___ Study text

Mohamed Omar, executive director at Dar al-Farooq, said he hoped that Hari got a life sentence to show that white supremacy would not be tolerated and people shouldn’t be deprived of the freedom to worship. Omar said he and other community members plan to make victim impact statements at the hearing.

“We just lost a sense of security,” Omar said, adding that Hari’s attack made the mosque a “hot spot” for harassment or intimidation and made people uncomfortable to worship. “It became a struggle for us.”

Several men were gathered at Dar al-Farooq for early morning prayers on August 5, 2017, when a pipe bomb was thrown through the window of an imam’s office. A seven-month investigation led authorities to Clarence, Illinois, a rural community about 190 kilometres south of Chicago, where Hari and co-defendants Michael McWhorter and Joe Morris lived.

______

Required action 1:
In the passage on the Dar al-Farooq bombing, how far from Chicago is Clarence, Illinois?
Required action 2:
Name every person identified by name in the passage on the Dar al-Farooq bombing.
The listing that comes next is separate material, unrelated to the passage on the Dar al-Farooq bombing.

___ Records supplied

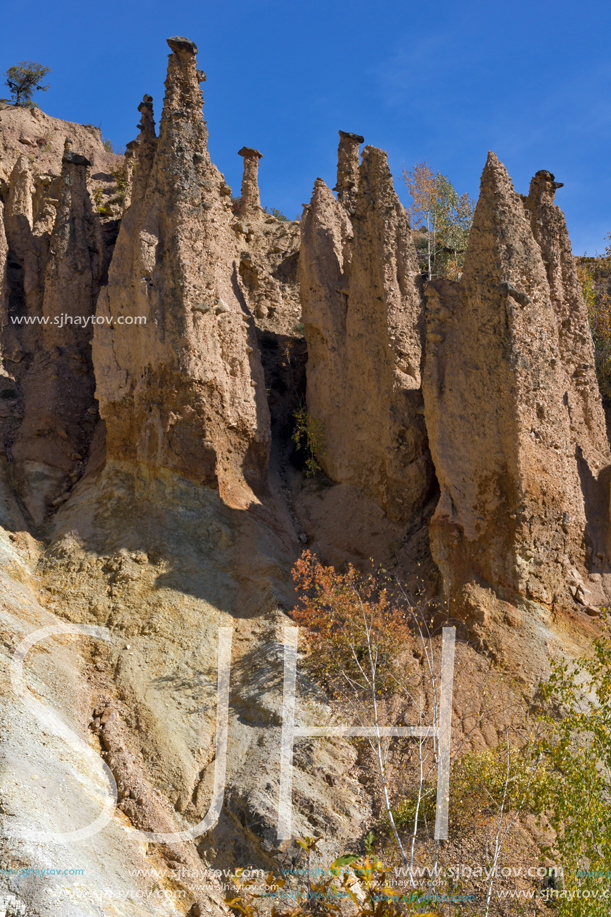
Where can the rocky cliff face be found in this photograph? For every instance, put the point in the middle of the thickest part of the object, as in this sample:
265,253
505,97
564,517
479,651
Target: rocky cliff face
179,380
519,452
160,521
51,445
363,314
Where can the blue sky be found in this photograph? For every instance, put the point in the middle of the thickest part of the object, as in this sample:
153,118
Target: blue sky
443,82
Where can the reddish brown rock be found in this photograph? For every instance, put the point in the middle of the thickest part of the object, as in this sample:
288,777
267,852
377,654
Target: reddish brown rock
363,315
57,387
179,378
519,450
145,151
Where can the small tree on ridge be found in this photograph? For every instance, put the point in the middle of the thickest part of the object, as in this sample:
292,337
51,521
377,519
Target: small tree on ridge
25,78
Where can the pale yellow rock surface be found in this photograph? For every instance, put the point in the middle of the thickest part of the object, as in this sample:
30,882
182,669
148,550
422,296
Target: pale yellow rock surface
185,390
518,466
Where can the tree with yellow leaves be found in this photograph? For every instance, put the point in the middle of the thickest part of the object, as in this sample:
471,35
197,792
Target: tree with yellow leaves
446,219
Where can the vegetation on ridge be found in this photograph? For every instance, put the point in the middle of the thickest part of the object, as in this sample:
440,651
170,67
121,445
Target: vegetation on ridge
25,78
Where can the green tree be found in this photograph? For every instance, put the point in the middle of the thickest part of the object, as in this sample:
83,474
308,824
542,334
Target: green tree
25,78
594,276
576,752
446,217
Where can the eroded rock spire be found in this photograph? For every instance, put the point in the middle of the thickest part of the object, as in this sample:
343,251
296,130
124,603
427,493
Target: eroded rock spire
363,315
348,161
57,388
179,377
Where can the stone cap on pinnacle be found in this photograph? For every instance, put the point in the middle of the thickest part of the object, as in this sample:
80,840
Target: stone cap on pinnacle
349,136
179,43
546,175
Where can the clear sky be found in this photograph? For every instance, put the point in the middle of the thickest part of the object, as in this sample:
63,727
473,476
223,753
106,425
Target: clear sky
441,81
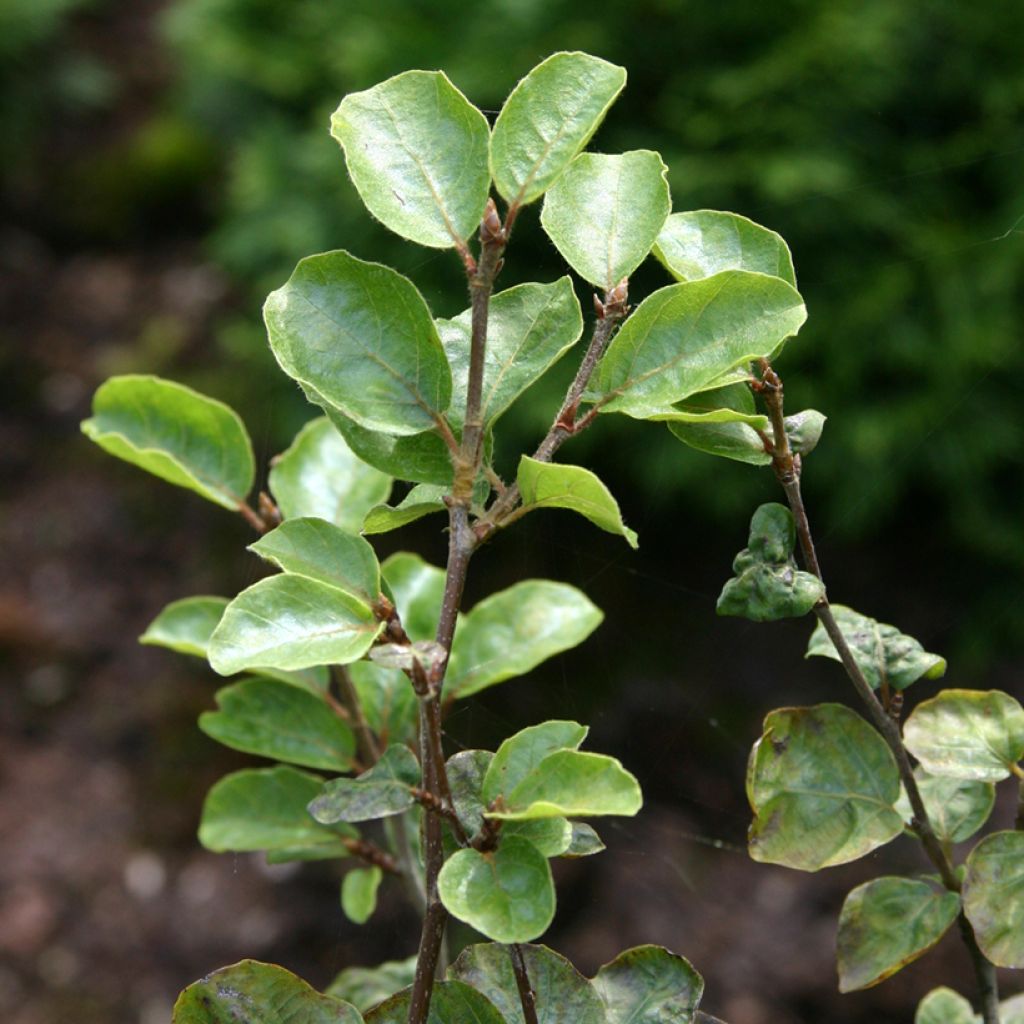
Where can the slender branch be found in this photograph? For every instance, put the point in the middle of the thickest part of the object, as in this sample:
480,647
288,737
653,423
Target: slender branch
526,994
786,466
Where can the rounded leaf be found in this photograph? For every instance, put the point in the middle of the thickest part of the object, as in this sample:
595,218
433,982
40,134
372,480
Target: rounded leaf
258,993
547,120
175,433
321,476
993,897
969,734
417,152
887,924
361,337
822,784
702,243
604,213
507,894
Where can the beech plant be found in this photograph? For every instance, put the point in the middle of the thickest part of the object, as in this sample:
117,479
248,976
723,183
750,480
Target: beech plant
343,667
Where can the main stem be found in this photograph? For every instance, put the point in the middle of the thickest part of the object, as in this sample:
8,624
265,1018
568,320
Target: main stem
786,466
462,544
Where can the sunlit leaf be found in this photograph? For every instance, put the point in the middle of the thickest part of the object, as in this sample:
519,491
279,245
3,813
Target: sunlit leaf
360,335
887,924
547,120
822,784
881,650
175,433
321,476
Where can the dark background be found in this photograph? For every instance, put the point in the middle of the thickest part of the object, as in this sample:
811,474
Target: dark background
167,163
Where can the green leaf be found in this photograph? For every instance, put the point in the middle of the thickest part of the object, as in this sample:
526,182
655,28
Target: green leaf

______

Your response 1:
About 190 kilometers south of Chicago.

Your response 2:
Mohamed Omar, Hari, Michael McWhorter, Joe Morris